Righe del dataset

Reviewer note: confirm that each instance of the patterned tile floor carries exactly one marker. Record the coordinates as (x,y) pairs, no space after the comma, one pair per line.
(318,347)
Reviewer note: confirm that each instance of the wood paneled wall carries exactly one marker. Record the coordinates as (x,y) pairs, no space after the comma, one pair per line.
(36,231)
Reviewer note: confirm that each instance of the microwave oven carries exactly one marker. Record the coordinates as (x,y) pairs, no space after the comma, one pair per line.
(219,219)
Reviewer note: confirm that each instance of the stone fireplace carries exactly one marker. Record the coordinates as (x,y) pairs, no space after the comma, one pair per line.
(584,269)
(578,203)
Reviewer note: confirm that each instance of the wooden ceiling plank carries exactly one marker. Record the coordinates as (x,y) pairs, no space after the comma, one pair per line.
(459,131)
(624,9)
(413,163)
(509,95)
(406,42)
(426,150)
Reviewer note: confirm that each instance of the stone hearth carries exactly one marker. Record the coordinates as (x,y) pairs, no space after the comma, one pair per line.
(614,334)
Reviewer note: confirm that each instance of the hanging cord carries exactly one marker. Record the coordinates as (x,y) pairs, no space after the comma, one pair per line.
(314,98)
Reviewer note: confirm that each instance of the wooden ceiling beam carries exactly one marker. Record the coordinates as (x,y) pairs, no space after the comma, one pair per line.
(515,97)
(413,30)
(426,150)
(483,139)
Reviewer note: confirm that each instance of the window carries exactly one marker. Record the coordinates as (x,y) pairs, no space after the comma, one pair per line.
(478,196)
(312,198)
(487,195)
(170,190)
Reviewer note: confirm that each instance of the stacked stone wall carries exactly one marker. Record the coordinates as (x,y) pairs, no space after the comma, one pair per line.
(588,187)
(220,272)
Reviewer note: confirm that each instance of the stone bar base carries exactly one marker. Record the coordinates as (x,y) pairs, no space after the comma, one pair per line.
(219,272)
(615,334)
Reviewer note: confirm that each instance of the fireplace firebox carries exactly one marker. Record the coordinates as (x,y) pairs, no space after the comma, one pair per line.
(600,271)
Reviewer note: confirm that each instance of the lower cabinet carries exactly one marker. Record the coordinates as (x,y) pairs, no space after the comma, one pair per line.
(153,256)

» Richiesta
Cambia "Reviewer note" in "Annotator note" in tutti i record qui sopra e riscrivili lasciando invariato tutto il resto.

» Risposta
Annotator note: confirm that each instance of the patterned tile floor carries exactly one marker. Record the coordinates as (x,y) pairs, no space after the comma, one pair per line.
(318,347)
Annotator note: confirm that each instance of the wood paneled wall carries exactly one marker. Record the coordinates as (x,y) pairs, no space after the comma, one pair per line.
(36,231)
Annotator note: confirm that each instance of the microwave oven carries exactly one marker. Record the coordinates as (x,y) pairs, no space after the comma, one pair per line.
(219,219)
Annotator note: confirm that each instance of the stone fireplace carries exactly one marker. Record the coordinates as (x,y) pairs, no space after the comma, one pair per line.
(584,269)
(578,203)
Annotator note: confirm that each instance of the wooden ceiling plank carries exactly one marker. Record the coordinates as (x,y) pairs, no space after the comma, one pair per line.
(459,131)
(624,9)
(413,163)
(509,95)
(406,42)
(426,150)
Annotator note: confirm that each instance of the stone hearth carries exactly one marker. Record the coordinates as (x,y) pairs, no space after the comma, one pair per line.
(614,334)
Annotator note: confirm that each instance of the hanging cord carries exactly one marker. Record the coordinates as (x,y) pairs, no space after the comma, one pair per line.
(314,98)
Annotator note: confirm that each instance of the wooden ceiling beam carries exactly one marker. Record the coordinates as (x,y) pairs, no space after the comma, one pair per line.
(515,97)
(413,30)
(426,150)
(483,139)
Annotator note: confirm that each instance of the window carries exactly one marker. Record the coordinates as (x,y) pairs, no space after the comma, one pair per line.
(478,196)
(312,198)
(487,195)
(170,190)
Annotator note: confirm that each instance of the stacked stone wall carries exactly one marker. Record the coordinates as (x,y) pairs, no space after the comma, one pair per line.
(588,187)
(220,272)
Annotator note: confirm that each instance of the stone bar base carries exactly one marker. Record the coordinates as (x,y) pairs, no space after the comma, one pair per line.
(219,272)
(615,334)
Annotator note: confirm that each instance of the fireplace firebox carries exactly one marker. Record the coordinates as (x,y) pairs, no space after the comma, one pair per line.
(600,271)
Annotator note: confirm that each instance of the lower cabinet carries exactly one marker. Record the coordinates as (x,y) pairs, no space after the comma, one pair per line.
(153,256)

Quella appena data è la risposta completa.